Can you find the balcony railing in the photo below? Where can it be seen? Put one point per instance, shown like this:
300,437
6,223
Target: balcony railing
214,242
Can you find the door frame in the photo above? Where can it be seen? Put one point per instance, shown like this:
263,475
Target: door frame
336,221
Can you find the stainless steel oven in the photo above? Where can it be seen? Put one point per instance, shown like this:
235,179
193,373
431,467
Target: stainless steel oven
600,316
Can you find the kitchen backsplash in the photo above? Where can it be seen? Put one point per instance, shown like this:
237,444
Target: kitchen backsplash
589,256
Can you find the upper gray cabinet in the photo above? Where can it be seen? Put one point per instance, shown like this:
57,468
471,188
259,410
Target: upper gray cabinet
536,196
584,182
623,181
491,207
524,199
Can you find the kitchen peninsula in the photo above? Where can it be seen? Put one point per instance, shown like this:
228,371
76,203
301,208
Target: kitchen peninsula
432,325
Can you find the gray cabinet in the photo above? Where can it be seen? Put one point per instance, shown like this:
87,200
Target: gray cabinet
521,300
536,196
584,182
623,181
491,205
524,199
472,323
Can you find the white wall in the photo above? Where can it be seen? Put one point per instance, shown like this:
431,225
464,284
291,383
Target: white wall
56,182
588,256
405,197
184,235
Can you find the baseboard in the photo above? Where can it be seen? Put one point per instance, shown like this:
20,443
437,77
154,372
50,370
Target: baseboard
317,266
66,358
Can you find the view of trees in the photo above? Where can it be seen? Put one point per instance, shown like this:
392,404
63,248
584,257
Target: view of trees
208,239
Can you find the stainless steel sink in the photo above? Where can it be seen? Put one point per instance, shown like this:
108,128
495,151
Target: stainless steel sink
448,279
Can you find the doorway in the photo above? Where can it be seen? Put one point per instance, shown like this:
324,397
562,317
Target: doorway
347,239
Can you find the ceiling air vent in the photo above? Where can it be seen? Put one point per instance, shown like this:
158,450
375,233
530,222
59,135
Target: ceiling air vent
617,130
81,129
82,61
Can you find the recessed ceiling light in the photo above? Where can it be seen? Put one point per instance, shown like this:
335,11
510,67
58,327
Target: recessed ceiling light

**WORK REQUIRED**: All of the entries should be output exactly as they appear above.

**RESULT OF THE EXERCISE**:
Can you find the balcony railing in the photo below? Where can it be seen? Put one point per instance, shown like this:
300,437
6,223
Target: balcony railing
214,242
Can you find the door frame in the photo above? Where can it be seen? Put one point per instance, shown like this:
263,475
Target: door frame
336,221
Can you find the stainless steel oven in the photo above? Where can it be seen? Put one point per instance, shown like this:
235,179
193,373
431,467
Target: stainless steel oven
600,316
Can you find the kitchen backsplash in the photo above? Where can it be seen? Put one point per instance, shown like this:
237,444
Target: kitchen backsplash
589,256
Can you find the upper gray cabinet in the photo above? Where can it be seen? Put one point per instance, shown like this:
57,468
471,188
259,410
Target: upper gray cabinet
536,196
584,182
623,181
491,207
524,199
Can you find the kitchen peninsula in the photo above? Where can it be seen? Put one point per instance, shown like this:
228,371
76,203
301,208
Target: kitchen peninsula
432,325
Can you find the gray cabinet in the photo above? Where can it be seen? Put one point per instance, shown like this:
87,200
Target: gray cabinet
521,300
536,196
584,182
623,181
491,205
524,199
472,323
Can you find the white wall in the photo above? Where can it be seen? Put one point per instance, shown like this:
431,225
464,284
291,383
Target: white wall
56,182
588,256
405,197
184,235
Can you find the baseboard in the photo above? Where can it be seen? Put one point per instance, shown like this:
20,443
437,77
154,372
50,370
Target: baseboard
317,266
66,358
Can you find the view of trees in the photo above? Where can it be seen? Put one point per instance, shown like this:
392,404
63,248
584,257
Target: view of trees
208,239
Can you find the stainless steel sink in the photo above? Where can it be seen? Put one point per instance, shown like this:
108,128
495,151
Target: stainless steel sink
448,279
Can you find the doorway in the photo above? Where can it be seen? Put one point per instance, shown like this:
324,397
562,317
Target: doorway
347,239
Can you find the ceiling air vent in the photo above? Where can it be seen? Put one point per instance, shown like this:
158,450
375,233
530,222
59,135
Target: ceiling air vent
617,130
81,129
82,61
Can you find the recessed ceiling light in the photo above? Where can it be seen? Put one point per instance, shown like this:
335,11
510,67
58,327
Target: recessed ceiling light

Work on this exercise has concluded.